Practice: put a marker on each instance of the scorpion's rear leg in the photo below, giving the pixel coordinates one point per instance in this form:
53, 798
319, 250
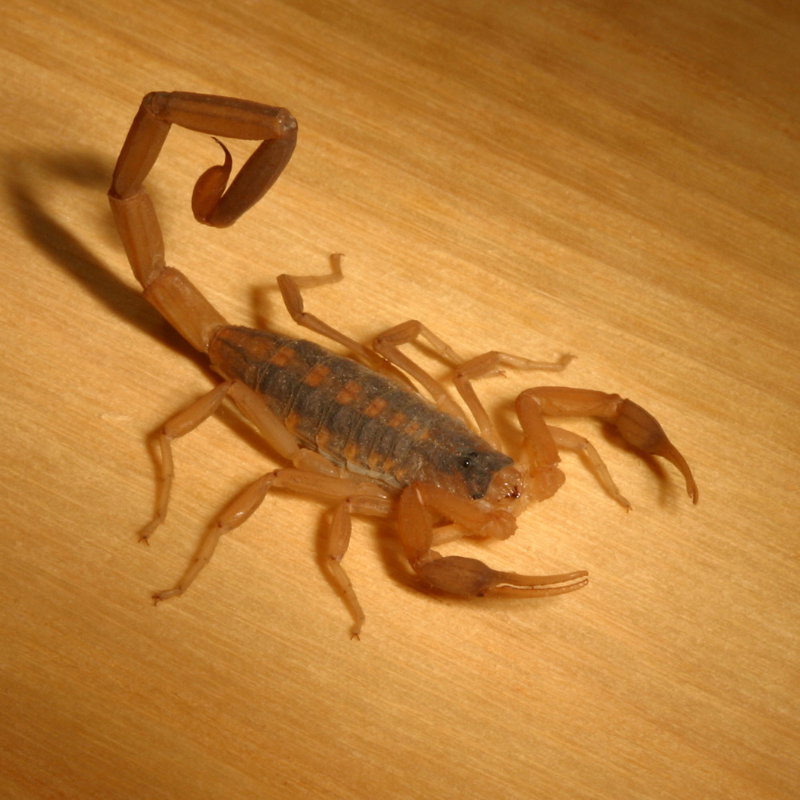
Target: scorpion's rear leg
637, 427
467, 577
353, 496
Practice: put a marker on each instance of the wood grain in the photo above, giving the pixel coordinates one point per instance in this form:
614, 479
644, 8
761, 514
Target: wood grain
615, 180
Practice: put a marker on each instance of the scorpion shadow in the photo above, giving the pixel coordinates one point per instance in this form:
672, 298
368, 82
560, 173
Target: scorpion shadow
24, 175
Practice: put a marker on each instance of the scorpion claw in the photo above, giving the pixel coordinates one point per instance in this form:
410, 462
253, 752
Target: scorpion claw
641, 429
468, 577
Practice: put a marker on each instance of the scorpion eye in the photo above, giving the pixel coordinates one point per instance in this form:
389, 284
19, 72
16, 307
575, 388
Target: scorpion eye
467, 460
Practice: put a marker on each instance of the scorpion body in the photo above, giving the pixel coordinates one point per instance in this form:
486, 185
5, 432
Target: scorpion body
357, 418
356, 431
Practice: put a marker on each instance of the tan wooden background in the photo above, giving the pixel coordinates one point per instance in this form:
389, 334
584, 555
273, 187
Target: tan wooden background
616, 180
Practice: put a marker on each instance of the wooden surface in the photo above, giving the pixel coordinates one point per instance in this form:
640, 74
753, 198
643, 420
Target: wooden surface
615, 180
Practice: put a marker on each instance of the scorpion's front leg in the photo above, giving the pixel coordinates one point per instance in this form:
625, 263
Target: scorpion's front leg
457, 575
637, 426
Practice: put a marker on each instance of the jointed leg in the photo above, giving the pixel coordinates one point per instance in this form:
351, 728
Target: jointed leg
290, 286
491, 363
636, 426
465, 576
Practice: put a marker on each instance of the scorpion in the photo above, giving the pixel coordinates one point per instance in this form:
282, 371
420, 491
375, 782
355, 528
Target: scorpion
357, 430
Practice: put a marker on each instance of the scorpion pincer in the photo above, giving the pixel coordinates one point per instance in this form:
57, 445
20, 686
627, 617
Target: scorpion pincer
356, 430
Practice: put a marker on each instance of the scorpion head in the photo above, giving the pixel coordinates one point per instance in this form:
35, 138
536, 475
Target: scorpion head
509, 490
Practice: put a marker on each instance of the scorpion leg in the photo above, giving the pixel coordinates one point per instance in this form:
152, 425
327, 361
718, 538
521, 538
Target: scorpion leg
467, 577
491, 363
362, 497
290, 286
637, 426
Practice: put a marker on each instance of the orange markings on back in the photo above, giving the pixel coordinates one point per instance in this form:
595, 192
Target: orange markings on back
375, 407
283, 357
348, 393
317, 375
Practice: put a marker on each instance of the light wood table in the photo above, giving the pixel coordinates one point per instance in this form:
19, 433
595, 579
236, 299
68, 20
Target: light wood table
618, 181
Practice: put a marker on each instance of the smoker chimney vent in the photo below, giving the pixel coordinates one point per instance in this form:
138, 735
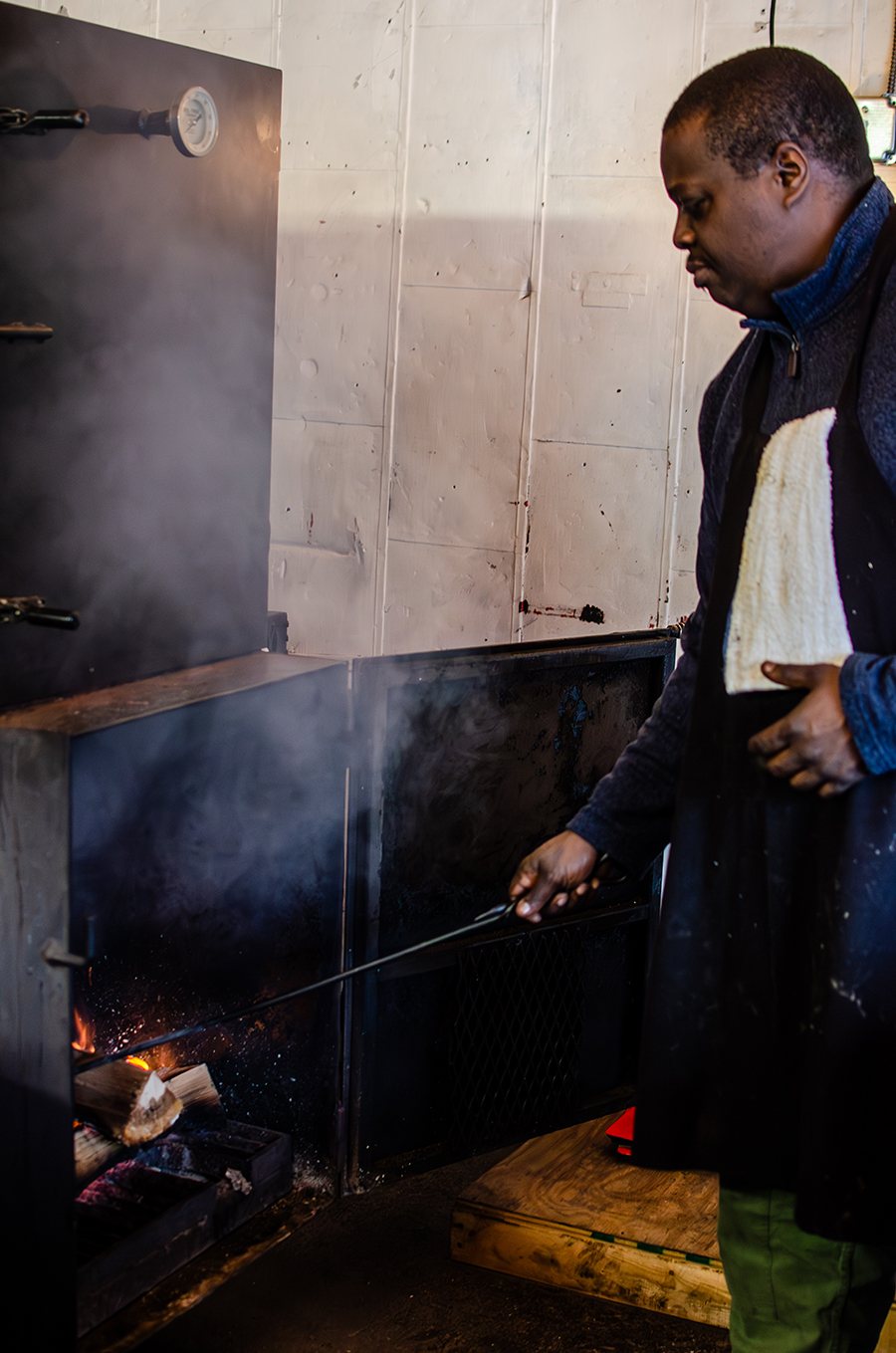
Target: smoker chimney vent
191, 121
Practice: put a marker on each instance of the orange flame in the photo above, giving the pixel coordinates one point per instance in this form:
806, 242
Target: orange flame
83, 1040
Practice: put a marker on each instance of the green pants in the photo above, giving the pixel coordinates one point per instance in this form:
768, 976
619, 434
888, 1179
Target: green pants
793, 1292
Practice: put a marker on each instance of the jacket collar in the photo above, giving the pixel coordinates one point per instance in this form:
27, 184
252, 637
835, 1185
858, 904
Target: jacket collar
811, 301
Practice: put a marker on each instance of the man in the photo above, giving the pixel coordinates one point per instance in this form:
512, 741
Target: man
769, 762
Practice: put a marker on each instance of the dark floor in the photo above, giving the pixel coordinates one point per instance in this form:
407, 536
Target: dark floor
373, 1272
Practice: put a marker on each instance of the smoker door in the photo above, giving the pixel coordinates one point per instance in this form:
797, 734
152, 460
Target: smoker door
185, 833
136, 438
464, 762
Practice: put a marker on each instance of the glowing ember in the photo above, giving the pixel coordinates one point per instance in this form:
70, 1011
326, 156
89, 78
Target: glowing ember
83, 1040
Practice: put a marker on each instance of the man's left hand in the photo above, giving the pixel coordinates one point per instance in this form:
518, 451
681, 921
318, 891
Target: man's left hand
812, 746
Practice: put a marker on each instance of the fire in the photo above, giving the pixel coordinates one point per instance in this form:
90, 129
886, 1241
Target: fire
83, 1040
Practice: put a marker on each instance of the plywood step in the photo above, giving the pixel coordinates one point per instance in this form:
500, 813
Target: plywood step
567, 1211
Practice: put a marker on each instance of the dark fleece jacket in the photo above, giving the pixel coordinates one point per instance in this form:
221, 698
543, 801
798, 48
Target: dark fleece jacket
629, 812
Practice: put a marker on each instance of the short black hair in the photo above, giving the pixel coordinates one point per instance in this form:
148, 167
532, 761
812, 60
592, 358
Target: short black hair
756, 101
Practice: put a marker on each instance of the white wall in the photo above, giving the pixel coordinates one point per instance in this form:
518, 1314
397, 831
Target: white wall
489, 360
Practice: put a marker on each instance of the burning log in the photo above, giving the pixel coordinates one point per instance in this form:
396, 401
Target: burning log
95, 1152
192, 1085
128, 1101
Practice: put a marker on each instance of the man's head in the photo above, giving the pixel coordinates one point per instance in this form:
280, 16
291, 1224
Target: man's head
764, 155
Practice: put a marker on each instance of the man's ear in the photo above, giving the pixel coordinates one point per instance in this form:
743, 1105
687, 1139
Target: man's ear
791, 172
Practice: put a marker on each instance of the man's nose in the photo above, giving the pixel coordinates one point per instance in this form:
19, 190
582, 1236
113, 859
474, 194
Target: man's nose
684, 232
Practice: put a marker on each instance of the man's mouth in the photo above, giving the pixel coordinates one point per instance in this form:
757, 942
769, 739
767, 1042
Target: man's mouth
699, 268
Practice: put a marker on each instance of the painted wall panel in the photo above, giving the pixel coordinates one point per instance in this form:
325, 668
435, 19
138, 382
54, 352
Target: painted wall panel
832, 45
328, 598
786, 12
471, 161
334, 295
458, 415
682, 595
595, 535
617, 68
325, 486
606, 314
217, 14
478, 11
247, 44
441, 596
341, 83
130, 15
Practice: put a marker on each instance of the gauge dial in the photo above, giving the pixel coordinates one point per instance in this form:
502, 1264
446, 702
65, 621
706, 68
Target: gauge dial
194, 121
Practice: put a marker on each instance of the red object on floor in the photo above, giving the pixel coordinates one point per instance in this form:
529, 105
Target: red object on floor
621, 1133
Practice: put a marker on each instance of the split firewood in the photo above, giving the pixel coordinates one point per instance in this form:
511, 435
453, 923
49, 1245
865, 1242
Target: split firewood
192, 1085
94, 1152
130, 1103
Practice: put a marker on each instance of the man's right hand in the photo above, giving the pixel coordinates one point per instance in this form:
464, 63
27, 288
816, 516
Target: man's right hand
557, 875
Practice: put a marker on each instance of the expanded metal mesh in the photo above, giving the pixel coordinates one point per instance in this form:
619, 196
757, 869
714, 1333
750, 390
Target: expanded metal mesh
516, 1043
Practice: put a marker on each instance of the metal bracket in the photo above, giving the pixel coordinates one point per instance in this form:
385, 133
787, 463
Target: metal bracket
56, 956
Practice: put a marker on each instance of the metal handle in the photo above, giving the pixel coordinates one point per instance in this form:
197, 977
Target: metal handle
31, 610
16, 329
45, 119
57, 956
478, 923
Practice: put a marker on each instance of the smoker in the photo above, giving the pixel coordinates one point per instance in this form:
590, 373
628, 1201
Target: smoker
191, 825
184, 846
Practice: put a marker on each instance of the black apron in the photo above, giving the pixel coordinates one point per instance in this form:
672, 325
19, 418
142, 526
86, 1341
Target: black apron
771, 1033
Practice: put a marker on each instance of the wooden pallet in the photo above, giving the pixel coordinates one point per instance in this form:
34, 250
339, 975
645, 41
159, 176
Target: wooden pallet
567, 1211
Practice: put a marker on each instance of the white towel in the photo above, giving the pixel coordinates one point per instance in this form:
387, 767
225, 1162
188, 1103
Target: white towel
786, 606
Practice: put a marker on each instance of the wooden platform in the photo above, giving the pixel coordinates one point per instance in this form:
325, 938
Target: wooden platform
567, 1211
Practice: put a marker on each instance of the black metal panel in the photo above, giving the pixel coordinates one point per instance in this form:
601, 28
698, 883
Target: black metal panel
207, 867
135, 440
190, 831
466, 762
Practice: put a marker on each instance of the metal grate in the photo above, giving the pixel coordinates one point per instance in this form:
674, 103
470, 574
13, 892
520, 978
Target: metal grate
516, 1044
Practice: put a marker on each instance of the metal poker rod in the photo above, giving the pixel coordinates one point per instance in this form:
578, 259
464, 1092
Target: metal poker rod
478, 923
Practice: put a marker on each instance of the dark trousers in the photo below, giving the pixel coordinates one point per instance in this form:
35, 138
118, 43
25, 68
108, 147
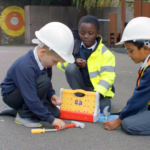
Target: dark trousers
16, 101
138, 124
75, 80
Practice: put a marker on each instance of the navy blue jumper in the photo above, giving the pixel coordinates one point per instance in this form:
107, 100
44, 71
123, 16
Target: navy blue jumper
22, 75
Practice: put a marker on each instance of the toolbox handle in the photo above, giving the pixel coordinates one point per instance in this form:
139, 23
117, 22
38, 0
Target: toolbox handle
79, 91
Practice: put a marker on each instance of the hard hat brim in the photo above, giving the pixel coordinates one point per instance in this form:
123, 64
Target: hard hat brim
120, 43
35, 41
69, 59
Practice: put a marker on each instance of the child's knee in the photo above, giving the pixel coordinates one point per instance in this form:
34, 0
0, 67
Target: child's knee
43, 79
126, 126
105, 102
71, 69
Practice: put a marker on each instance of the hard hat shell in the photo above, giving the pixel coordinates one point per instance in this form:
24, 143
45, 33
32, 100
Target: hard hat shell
137, 29
57, 37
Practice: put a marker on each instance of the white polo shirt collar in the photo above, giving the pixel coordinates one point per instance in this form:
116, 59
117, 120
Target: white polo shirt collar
37, 59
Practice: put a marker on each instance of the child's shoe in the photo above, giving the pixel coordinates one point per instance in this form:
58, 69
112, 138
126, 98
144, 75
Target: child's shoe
6, 110
28, 122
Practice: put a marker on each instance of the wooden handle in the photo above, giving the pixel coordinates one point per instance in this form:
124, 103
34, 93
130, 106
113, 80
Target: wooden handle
66, 126
33, 131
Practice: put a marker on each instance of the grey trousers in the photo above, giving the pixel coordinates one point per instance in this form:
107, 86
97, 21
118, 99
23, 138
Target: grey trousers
138, 124
75, 80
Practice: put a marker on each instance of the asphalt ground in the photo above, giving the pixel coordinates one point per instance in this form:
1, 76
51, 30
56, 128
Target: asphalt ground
93, 136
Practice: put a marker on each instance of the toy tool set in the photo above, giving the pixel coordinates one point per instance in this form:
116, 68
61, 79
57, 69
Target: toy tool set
74, 124
85, 108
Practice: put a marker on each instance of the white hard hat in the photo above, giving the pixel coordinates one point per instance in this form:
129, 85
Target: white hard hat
57, 37
137, 29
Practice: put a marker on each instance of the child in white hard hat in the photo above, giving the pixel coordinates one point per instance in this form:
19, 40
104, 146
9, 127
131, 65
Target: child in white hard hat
27, 87
94, 67
135, 116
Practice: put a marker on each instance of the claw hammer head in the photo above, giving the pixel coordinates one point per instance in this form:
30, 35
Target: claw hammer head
78, 124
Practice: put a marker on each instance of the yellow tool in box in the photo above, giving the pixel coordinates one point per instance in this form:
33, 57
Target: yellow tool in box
83, 108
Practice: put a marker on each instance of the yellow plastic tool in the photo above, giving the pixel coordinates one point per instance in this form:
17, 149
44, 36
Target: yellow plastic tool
33, 131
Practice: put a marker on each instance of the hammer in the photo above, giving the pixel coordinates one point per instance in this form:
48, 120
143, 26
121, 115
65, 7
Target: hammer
106, 113
74, 124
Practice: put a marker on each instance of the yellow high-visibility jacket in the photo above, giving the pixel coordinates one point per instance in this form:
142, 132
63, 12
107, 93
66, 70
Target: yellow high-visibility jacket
101, 68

**WHAT YOU NEED TO DO:** Would you quote, exactly and only, the lines from the one containing "Practice: put a marker on each instance of the wooden handle" to the end of the entries?

**ANSWER TO THIS EXERCISE:**
Practice: put a marker on each instance of the wooden handle in the photo above, giving the pixel coordinates one point per instance in this form:
124, 103
34, 93
130, 106
113, 80
Target: wooden handle
66, 126
33, 131
Practice: put a marker on each instance of the grey trousers in the photo above, giving the pixel coordinates one point per instance in this form:
107, 86
97, 21
118, 99
23, 138
Target: grey trousers
138, 124
75, 80
Practice: put a marker on each instance of the asphalt ground in the photo above, giving the pixel coordinates one point per instance in this form:
1, 76
51, 30
56, 128
Target: asphalt ground
93, 136
Practice: put a marker on each instance of the toy tool set in the photo above, giving the pixel coordinates one point per instance in this form:
116, 68
61, 79
57, 69
Target: toy tool set
74, 124
85, 108
Practice: put a marker on each instance of the white hard hat in the photo above, giving the pixel coordinates one point per instance in this form:
129, 85
Target: white hard hat
57, 37
137, 29
Practice: put a marker on each instance of the child in white hard hat in the photo above, giving the pixel coordinates one point per instance in this form:
19, 40
104, 146
9, 127
131, 65
Target: child in white hard hat
27, 87
94, 67
135, 116
Practice: put a marker on each instance of the claw hammer head in the photo above, giving the pixel coordinates one point per instance in this form:
30, 35
Target: claw hammer head
78, 124
Practice: put a marker on each instance of the yellow tool in box in the photo above, giving the pixel coordinates one point per instance in this form:
33, 57
Target: yellow tool in box
83, 108
Practice: put a marker on each instance of the yellow plastic tool in the photo above, giving the pixel coordinates one point per instance in this form:
17, 149
44, 36
Target: yellow plastic tool
33, 131
Practice: put a marker on each instance of the hammer in the photo above, giving the pixel coordinates one point per instance in this form:
48, 120
143, 26
121, 115
65, 7
Target: hammer
106, 113
74, 124
Practice: put a marker on each instance of the yellow high-visibility jacket in the photo above, giving the pixel coordinates one point per instance in this form:
142, 132
63, 12
107, 93
66, 70
Target: yellow high-visibility jacket
101, 68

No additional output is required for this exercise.